PROBLEM TO SOLVE: Print every entry exactly as written and exclude all images.

Saved entries:
- - - -

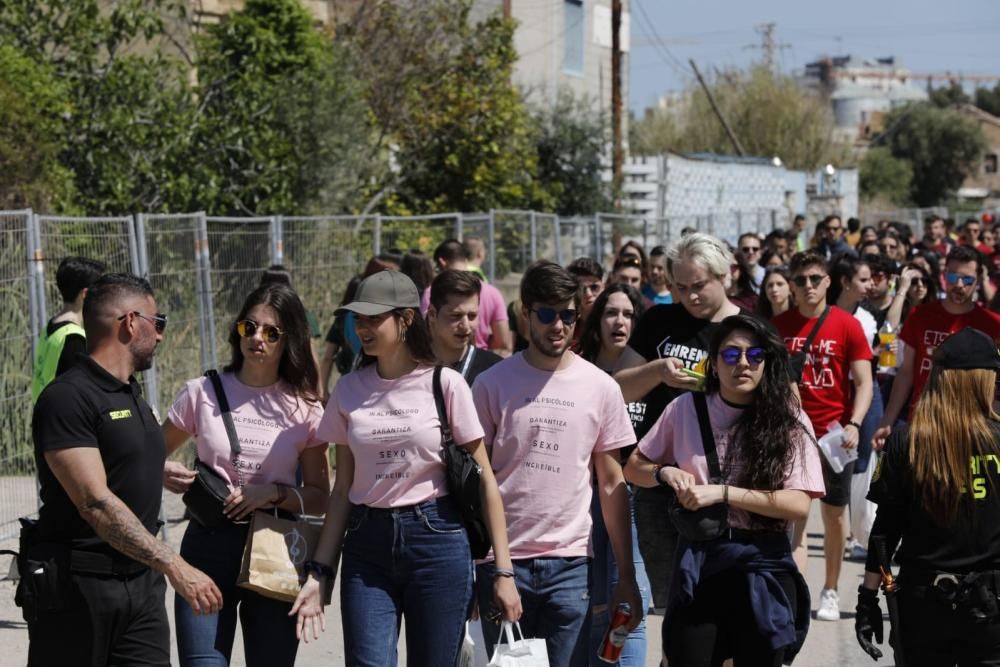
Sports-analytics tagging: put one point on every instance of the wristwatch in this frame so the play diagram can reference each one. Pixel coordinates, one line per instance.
(321, 570)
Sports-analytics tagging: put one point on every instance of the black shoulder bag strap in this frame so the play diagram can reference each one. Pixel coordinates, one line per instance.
(707, 438)
(446, 437)
(227, 419)
(812, 334)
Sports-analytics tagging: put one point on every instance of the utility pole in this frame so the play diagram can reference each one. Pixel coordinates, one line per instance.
(617, 150)
(715, 108)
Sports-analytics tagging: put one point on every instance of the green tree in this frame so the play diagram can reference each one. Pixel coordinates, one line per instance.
(769, 114)
(941, 146)
(440, 87)
(32, 102)
(882, 174)
(283, 126)
(950, 95)
(988, 99)
(572, 141)
(128, 112)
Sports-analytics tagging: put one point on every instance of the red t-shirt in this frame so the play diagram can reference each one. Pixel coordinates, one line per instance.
(826, 380)
(929, 324)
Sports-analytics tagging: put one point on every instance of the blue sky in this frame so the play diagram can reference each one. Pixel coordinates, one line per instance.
(928, 36)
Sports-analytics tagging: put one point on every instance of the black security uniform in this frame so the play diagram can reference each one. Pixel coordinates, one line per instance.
(85, 602)
(955, 620)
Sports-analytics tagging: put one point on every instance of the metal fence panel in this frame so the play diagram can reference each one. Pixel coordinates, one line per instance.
(239, 249)
(323, 253)
(18, 495)
(169, 248)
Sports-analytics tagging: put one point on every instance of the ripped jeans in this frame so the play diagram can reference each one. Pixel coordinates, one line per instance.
(556, 600)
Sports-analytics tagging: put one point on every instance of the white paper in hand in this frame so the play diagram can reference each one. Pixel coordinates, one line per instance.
(520, 653)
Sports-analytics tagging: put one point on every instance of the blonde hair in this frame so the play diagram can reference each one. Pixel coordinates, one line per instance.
(707, 250)
(951, 424)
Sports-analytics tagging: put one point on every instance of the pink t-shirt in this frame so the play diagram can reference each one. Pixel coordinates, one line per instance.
(543, 427)
(491, 309)
(675, 439)
(273, 426)
(394, 432)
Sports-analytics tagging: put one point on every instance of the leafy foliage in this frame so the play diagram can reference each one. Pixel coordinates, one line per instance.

- - - -

ANSWER AREA:
Sports-analytics tagging: put one point on every instance of the wristwatch in this frame so the play diagram can reference each one. Pixel coordinates, one line per instance.
(321, 570)
Sports-analytics tagging: put one point on every instance of the black shoulder bag strap in this frame so the play diagram can reference each one. Pixel coordinates, one line per instance.
(707, 438)
(446, 437)
(227, 419)
(812, 334)
Sports-analytics tagging: put one point on every instance of the utility pole in this frame so the play diagram can reference each one. Pixel coordinates, one line per instance.
(617, 150)
(715, 108)
Sports-analytics tagging: put one point on every instance of the green tree in this frame so the play diagram can reference each one. Pixel coordinates, one line per instance.
(769, 114)
(941, 146)
(440, 87)
(32, 102)
(882, 174)
(283, 126)
(950, 95)
(988, 99)
(572, 141)
(128, 112)
Sports-analytics tagging: put one point on every instance of the red t-shirt in this frame so the play diagram can reference each one. Pixel coordinates, one line per instance.
(826, 380)
(929, 324)
Sports-analytics tagging: put one point on every instance of the blue sky in this frame so the play diagram can reference each one. Pixel coordinates, one line per instance.
(928, 36)
Sports-analytics tagging: put one point on every instance of the black security uniform in this frame so the play diagram can reference each one. Pixel coordinates, one line per instance.
(85, 602)
(955, 620)
Sports-analytics tagging: put one point on every instance of the metal fence panel in this frame so the play diagram can reference each one. Pixel coordinates, one line per instance.
(239, 249)
(323, 253)
(18, 495)
(169, 248)
Sports-analytics tagging: put one point on every instance of the ripped jeans in this frame so the play diagram can reference each one. Pixel coordinates, one line per instance.
(556, 600)
Sports-analytics tagging: put one point on every instance of the white paper in hand in this frame so the play diagram can reference each one. Pixel coordinates, one line per instance.
(520, 653)
Sports-analytics tagging: put one point on every instance of the blonde hair in this frame so the play diagram can reference each one. Pixel coordinates, one line per instance.
(707, 250)
(951, 424)
Sports-analytics tagging: put one point on every instance of the pink t-shirt in this frame so the play diagram can reference each one. Pixel coordinates, one line per instance.
(543, 427)
(491, 309)
(675, 439)
(273, 426)
(394, 432)
Sports-analytics tagging: put one point on every instance of the leafy foliage in this frame so the play diagram can reference each one. Pixel coordinates, one line per instance.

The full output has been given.